Express the data starting at the line containing "in blue shirt." and ending at the line containing "top-left (207, 206), bottom-right (214, 216)" as a two-column CSV with the headers instruction and boxes. Give one row per entry, putting its text and its answer each in a single quoted field, with line breaks replaced by spaces.

**Data excerpts**
---------------
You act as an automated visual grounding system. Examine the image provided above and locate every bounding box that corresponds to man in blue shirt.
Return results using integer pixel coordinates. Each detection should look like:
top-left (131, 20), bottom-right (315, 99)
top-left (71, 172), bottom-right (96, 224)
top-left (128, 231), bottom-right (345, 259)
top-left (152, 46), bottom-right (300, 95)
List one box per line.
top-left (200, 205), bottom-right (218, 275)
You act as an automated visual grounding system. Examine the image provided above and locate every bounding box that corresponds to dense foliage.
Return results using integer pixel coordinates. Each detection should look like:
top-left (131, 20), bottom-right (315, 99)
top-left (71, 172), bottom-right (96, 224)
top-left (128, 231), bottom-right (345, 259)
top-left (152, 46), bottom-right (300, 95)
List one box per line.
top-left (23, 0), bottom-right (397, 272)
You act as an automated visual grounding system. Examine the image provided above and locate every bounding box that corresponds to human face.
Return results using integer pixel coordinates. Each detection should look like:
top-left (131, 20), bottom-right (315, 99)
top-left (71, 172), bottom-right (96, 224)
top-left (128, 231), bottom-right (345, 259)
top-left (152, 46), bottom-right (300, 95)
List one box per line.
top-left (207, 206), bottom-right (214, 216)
---------------
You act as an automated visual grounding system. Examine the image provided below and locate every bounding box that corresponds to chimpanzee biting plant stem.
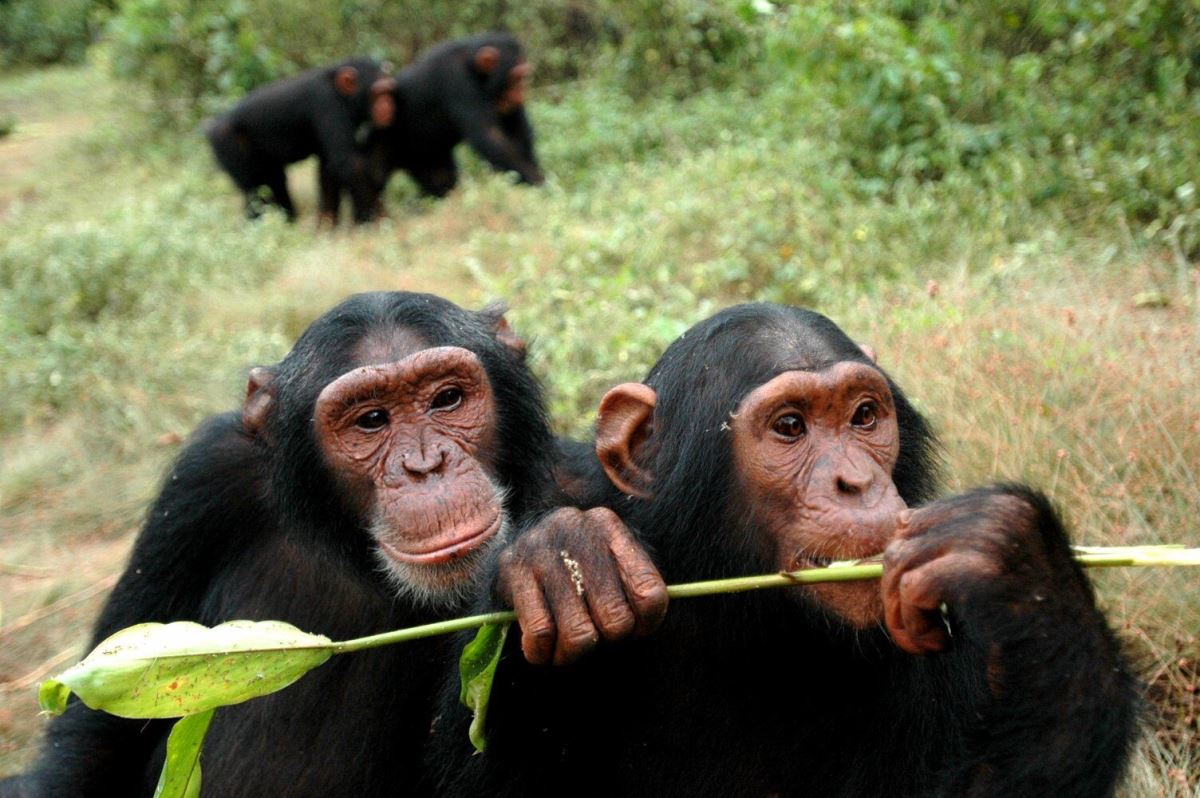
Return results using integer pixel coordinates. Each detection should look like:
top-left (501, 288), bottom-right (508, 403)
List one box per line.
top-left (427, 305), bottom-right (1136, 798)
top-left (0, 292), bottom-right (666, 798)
---------------
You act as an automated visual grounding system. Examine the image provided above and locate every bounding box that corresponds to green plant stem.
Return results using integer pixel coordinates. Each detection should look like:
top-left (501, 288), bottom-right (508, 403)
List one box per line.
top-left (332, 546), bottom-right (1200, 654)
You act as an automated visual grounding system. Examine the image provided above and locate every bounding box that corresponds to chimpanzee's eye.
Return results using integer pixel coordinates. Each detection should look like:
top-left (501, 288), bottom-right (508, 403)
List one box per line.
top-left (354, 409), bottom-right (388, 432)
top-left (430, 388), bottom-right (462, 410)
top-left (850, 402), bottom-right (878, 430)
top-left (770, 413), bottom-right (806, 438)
---------------
**Result below**
instruction,boxes
"You act as an automated visual grounding system. Examine the image provided above and locate every bounding box that corresponds to man in blue shirt. Return results using integer pixel coordinates. Each detection should look like: top-left (131, 20), bottom-right (315, 99) top-left (71, 172), bottom-right (96, 224) top-left (128, 231), bottom-right (345, 259) top-left (152, 46), bottom-right (300, 95) List one box per line.","top-left (200, 205), bottom-right (218, 275)"
"You act as an automated visual grounding system. Examine the image provided above and locate every bounding box that corresponds to dense foliage. Return results using integer pixel coordinates. Each detection should look like: top-left (131, 20), bottom-right (315, 99) top-left (71, 172), bottom-right (96, 224) top-left (128, 231), bottom-right (345, 259) top-left (152, 46), bottom-right (300, 95) List one box per line.","top-left (23, 0), bottom-right (397, 272)"
"You act as an automated visual grounding system. Examine the image provided above and locate every bounding box that corresponds to human face. Return results using integer pixel coordinates. Each detection should look like: top-left (131, 20), bottom-right (315, 99) top-left (71, 172), bottom-right (96, 224) top-left (128, 231), bottom-right (345, 259) top-left (152, 46), bottom-right (300, 95) List one box per line.","top-left (207, 206), bottom-right (214, 216)"